REQUIRED ACTION — The response should contain only those lines of the entries below that include the string "photo".

Records from a collection —

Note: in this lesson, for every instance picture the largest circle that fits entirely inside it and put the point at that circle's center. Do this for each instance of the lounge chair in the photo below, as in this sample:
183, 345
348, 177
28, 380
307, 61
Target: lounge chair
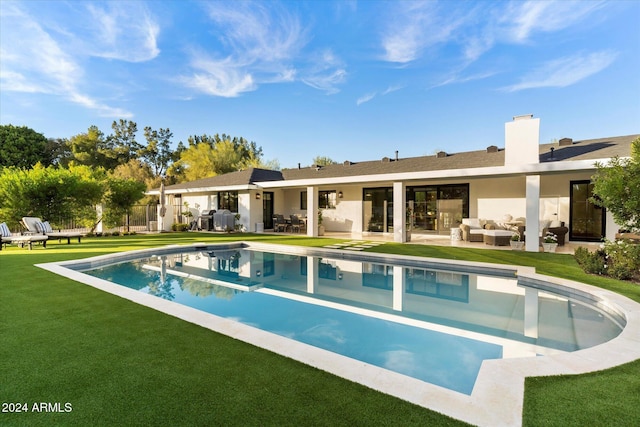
7, 237
36, 226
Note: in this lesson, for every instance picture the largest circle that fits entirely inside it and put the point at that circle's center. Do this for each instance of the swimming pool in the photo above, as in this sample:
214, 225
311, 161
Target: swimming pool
434, 321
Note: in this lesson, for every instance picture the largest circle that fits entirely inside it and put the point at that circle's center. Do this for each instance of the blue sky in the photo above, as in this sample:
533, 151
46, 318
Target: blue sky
350, 80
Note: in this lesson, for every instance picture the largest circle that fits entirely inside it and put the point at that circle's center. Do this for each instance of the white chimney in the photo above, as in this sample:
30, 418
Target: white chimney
522, 140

RESPONSE BOX —
Note: in this lesson, for every instance picture the largest circle that fits entirely inside it and put the point at that circle's center. Do this for each instance of the lounge chair in the photo below, as in this sample:
Note: in this lesson, for every instance picture the largest circle that fits entirely inside it and put the point at that circle's center. Do this for each instance of the swimming pool in the photo above, as in this sample:
Note: in this lesson, for every instance picture the largest circle that fits entirely inside it and put the point at that circle's center. Do this for each instance of the blue sky in the photo above, as in this sample:
Note: in this lesson, for every instance picture the largest circle that fits entirely inside it and put the point at that circle's center. Do this for each instance of the white chimney in the photo above, as in this sample:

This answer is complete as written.